_CHALLENGE_
Reproduce each of the records below word for word, with no changes.

_MATERIAL PROVIDED_
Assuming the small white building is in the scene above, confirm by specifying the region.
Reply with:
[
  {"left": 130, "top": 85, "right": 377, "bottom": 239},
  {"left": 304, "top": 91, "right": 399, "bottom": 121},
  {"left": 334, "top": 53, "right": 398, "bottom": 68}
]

_OUTPUT_
Assuming the small white building is in the scene above, confirm by specifying the region.
Reply with:
[
  {"left": 130, "top": 85, "right": 377, "bottom": 239},
  {"left": 304, "top": 91, "right": 399, "bottom": 121},
  {"left": 334, "top": 53, "right": 398, "bottom": 68}
]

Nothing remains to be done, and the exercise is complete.